▸ **Lines of data**
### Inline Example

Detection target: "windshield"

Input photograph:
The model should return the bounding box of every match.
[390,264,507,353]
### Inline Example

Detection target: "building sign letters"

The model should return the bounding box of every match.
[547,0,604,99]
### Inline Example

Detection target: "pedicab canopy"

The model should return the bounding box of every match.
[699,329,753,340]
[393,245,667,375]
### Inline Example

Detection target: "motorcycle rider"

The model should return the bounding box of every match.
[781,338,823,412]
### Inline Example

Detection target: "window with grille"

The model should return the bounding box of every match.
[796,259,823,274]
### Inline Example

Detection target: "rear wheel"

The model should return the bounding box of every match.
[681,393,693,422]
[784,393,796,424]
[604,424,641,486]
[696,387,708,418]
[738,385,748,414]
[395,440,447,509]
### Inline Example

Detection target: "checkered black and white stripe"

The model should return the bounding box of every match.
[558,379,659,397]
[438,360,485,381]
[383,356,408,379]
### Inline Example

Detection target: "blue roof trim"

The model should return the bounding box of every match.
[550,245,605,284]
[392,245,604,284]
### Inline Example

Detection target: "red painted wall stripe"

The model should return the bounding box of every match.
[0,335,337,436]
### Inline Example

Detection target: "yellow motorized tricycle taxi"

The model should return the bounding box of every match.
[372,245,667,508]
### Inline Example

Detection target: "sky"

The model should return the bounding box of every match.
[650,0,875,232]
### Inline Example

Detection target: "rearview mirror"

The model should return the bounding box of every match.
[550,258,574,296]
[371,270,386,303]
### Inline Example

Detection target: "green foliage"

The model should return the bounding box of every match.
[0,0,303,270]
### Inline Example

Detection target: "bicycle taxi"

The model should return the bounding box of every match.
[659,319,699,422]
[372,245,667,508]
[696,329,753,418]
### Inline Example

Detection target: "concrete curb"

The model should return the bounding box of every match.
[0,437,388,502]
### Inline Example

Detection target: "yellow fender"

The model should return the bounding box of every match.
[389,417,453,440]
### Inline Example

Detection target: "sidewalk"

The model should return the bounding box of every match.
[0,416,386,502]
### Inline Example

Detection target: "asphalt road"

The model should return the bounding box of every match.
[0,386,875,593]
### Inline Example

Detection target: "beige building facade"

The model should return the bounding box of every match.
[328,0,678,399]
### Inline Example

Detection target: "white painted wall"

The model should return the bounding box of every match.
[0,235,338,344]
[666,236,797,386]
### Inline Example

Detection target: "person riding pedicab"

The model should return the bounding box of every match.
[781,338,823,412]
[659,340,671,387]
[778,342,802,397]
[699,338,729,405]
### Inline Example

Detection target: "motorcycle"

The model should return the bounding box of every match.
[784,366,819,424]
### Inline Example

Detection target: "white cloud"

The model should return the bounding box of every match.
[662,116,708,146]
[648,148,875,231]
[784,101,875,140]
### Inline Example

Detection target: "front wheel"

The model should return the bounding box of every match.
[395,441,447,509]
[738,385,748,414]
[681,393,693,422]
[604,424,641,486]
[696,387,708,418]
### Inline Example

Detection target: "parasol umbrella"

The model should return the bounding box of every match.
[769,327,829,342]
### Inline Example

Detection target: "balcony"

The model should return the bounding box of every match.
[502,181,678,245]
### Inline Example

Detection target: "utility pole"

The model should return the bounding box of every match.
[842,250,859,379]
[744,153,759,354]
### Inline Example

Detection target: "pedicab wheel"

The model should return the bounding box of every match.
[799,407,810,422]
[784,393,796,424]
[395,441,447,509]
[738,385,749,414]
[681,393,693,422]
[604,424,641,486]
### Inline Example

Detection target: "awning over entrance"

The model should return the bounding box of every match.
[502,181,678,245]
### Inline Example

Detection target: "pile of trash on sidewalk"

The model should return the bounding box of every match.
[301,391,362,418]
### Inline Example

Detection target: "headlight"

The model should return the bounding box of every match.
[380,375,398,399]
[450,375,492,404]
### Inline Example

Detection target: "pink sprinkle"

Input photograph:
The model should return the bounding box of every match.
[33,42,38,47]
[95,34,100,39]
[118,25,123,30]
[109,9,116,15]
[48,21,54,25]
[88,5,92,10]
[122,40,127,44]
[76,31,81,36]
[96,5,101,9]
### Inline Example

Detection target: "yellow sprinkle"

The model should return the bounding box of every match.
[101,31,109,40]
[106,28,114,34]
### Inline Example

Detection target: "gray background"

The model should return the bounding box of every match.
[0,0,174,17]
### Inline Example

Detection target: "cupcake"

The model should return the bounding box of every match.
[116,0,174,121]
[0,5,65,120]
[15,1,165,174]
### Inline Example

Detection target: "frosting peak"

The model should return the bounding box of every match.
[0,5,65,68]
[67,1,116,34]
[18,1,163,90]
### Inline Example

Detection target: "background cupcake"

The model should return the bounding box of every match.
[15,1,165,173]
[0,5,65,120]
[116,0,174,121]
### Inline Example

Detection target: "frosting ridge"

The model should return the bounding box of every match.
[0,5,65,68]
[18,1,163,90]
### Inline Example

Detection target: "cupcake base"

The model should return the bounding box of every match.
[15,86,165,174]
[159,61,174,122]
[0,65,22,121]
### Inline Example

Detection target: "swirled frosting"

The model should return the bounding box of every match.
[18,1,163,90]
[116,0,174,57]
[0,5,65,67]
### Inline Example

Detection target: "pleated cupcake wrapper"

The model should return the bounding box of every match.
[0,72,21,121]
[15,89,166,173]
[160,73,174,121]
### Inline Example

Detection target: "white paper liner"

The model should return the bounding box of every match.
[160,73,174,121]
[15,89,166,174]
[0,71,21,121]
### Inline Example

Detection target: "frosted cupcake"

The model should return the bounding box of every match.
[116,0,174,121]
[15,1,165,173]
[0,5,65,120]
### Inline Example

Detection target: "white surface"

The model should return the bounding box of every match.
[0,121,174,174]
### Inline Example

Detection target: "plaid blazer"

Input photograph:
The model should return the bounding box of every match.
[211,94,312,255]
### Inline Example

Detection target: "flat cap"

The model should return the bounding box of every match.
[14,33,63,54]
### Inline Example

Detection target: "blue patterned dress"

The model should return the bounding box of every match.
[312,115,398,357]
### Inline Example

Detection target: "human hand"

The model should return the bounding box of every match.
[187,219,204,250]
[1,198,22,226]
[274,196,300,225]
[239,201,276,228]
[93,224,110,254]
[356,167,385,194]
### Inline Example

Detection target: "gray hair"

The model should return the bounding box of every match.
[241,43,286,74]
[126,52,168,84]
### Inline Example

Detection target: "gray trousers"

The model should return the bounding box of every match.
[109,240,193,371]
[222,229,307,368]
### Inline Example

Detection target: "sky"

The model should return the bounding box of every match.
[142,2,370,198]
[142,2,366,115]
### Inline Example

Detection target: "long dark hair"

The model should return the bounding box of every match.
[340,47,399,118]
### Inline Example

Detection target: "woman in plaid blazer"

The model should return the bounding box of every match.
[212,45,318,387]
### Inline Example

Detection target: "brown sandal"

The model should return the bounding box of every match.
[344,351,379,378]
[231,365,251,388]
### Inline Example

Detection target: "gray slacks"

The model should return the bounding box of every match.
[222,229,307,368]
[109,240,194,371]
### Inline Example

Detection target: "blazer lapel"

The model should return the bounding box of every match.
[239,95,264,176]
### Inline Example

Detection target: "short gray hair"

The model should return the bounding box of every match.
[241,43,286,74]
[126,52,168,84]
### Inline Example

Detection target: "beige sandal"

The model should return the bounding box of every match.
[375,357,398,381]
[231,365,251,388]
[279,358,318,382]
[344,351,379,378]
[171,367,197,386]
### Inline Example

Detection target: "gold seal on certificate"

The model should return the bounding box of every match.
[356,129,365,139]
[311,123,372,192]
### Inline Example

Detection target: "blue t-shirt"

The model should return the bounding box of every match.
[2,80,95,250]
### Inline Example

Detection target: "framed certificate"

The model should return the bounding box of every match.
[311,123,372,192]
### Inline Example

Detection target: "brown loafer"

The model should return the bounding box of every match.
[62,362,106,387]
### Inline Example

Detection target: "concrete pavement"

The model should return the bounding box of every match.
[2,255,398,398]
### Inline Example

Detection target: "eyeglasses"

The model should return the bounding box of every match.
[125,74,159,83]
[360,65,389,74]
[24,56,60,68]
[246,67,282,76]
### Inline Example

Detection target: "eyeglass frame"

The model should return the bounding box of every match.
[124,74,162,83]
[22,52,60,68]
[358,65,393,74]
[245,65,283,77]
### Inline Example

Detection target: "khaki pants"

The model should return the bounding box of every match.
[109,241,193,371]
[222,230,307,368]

▸ **Work to do**
Please copy the data from its first line up to and including the line with "[696,329,753,418]", switching "rear wheel" to "back wheel" and leaving everything else as it is.

▸ **Response to this task**
### Inline Example

Detection target: "windshield"

Input photograph:
The model should return the bounding box of every match.
[390,264,507,353]
### Inline Example

Detection target: "building sign letters"

The model should return the bounding box of every match.
[547,0,604,99]
### Inline Example

Detection target: "pedicab canopy"

The model should return the bounding box of every match.
[699,329,753,340]
[393,245,667,375]
### Inline Example

Detection target: "motorcycle rider"

The model should return the bounding box of every match.
[781,338,823,412]
### Inline Example

Detection target: "window with grille"

The model should return the bounding box of every match.
[796,259,823,274]
### Inline Example

Detection target: "back wheel"

The model should return the bounding box of every match.
[681,393,693,422]
[784,393,796,424]
[604,424,641,486]
[696,387,708,418]
[738,385,748,414]
[395,440,447,509]
### Inline Example

Detection target: "checkered black and white stripe"

The model should return the bounding box of every match.
[558,379,659,397]
[438,360,485,381]
[383,356,408,379]
### Inline Example

Detection target: "blue roof trim"

The model should return the bounding box of every match.
[550,245,605,284]
[392,245,604,284]
### Inline Example

Detection target: "red painted wall stripe"

The model should return the bounding box of every match.
[0,335,337,436]
### Inline Example

Detection target: "yellow motorized tricycle taxi"

The model should return the bounding box of every match.
[372,245,667,508]
### Inline Example

Detection target: "sky"

The model should return the bounding box of every match.
[650,0,875,232]
### Inline Example

Detection target: "rearview mirror"

The model should return the bounding box of every match.
[550,258,574,296]
[371,270,386,303]
### Inline Example

Detection target: "green foliage"

The model should return the bounding box of every match.
[0,0,303,270]
### Inline Example

Detection target: "bicycle taxi"

The model should return the bounding box of every match.
[659,319,699,422]
[372,245,667,508]
[696,329,753,418]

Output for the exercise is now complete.